▶ **Text under study**:
• • • • • • •

ASCO: Ginseng, Flaxseed May Help Cancer Patients
But another study dampens enthusiasm for the use of shark cartilage against lung tumors
MONDAY, June 4 (HealthDay News) -- Researchers are discovering glimmers of hope in alternative therapies for various cancers. Two studies presented Saturday at the American Society of Clinical Oncology annual meeting in Chicago found some promise in ginseng for easing cancer-linked fatigue and flaxseed for the treatment of prostate cancer. A third study, however, seems to shut the door on shark cartilage's potential for treating lung cancer.
In one study, Duke University researchers randomized 161 men scheduled to undergo prostatectomy to one of four groups: regular diet; 30 grams of flaxseed daily for a month prior to surgery; restriction of dietary fat; and flaxseed and restriction of dietary fat.
Men who were taking flaxseed, in either the low-fat or normal diet group, had the slowest rate of tumor growth.
In another early study, researchers at the Mayo Clinic found that the herb ginseng may help alleviate fatigue in cancer patients.
Close to 300 patients were randomized to receive 750 milligrams, 1,000 mg or 2,000 mg of ginseng a day or a placebo. Participants had different types of cancer and were either in treatment or had completed treatment and had a life expectancy of at least six months. All had a history of fatigue. The herb used in the study was Wisconsin ginseng.
About one-quarter of patients in the 1,000-mg and 2,000-mg groups reported "moderately better" or "much better" fatigue levels compared with just 10 percent in both the 750-mg and placebo groups, the researchers found.
On a more negative note, shark cartilage appeared to have no benefit on advanced non-small cell lung cancer.

• • • • • • •

▶ **Using the information**:
a) According to the article, what kind of ginseng was used in the Mayo Clinic study?
b) List the four groups to which the Duke University researchers in the article assigned the men.
c) Quote the article from "In one study, Duke" up to and including "of dietary fat.".

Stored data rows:
• • • • • • •

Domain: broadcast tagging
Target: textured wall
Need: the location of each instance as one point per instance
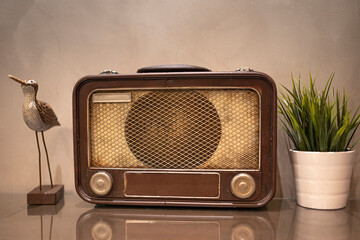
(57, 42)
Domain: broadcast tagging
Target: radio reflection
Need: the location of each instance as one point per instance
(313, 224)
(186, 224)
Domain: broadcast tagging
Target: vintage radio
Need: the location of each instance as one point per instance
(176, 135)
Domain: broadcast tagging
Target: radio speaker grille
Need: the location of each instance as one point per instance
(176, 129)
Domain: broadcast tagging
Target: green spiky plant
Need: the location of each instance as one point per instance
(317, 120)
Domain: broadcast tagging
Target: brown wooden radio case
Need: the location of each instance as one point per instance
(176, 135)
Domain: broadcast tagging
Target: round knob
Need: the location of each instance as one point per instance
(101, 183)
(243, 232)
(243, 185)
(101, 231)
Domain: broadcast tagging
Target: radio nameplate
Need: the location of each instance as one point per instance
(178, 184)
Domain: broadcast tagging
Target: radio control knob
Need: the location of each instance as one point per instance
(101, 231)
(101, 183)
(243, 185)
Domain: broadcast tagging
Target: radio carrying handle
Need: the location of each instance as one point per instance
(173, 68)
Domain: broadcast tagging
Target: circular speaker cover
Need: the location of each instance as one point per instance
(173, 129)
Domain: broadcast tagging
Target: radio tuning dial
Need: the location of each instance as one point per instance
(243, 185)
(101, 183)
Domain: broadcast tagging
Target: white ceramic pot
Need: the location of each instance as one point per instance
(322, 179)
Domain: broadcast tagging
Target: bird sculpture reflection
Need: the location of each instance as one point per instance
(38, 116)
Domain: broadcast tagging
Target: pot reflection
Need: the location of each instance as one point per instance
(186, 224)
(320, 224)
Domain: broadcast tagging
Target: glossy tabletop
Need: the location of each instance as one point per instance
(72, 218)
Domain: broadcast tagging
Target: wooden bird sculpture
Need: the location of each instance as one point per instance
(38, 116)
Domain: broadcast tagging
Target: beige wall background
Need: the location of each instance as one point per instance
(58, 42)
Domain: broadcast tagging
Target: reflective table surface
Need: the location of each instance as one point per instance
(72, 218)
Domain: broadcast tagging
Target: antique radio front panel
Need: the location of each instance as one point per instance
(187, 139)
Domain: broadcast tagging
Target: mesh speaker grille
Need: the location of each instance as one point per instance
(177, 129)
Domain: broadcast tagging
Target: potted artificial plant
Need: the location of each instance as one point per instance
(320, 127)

• • • • • • •

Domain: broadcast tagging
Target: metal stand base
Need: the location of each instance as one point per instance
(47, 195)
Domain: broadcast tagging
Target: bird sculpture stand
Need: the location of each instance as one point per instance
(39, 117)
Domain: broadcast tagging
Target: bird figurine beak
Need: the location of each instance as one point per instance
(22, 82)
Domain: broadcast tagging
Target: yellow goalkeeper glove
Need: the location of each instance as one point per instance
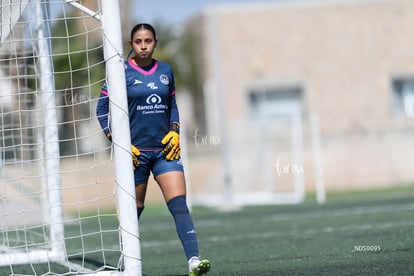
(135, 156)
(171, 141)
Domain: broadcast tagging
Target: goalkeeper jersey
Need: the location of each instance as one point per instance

• • • • • • •

▶ **Answers to the exercise**:
a) Wisconsin ginseng.

b)
- Regular diet
- 30 grams of flaxseed daily for a month prior to surgery
- Restriction of dietary fat
- Flaxseed and restriction of dietary fat

c)
In one study, Duke University researchers randomized 161 men scheduled to undergo prostatectomy to one of four groups: regular diet; 30 grams of flaxseed daily for a month prior to surgery; restriction of dietary fat; and flaxseed and restriction of dietary fat.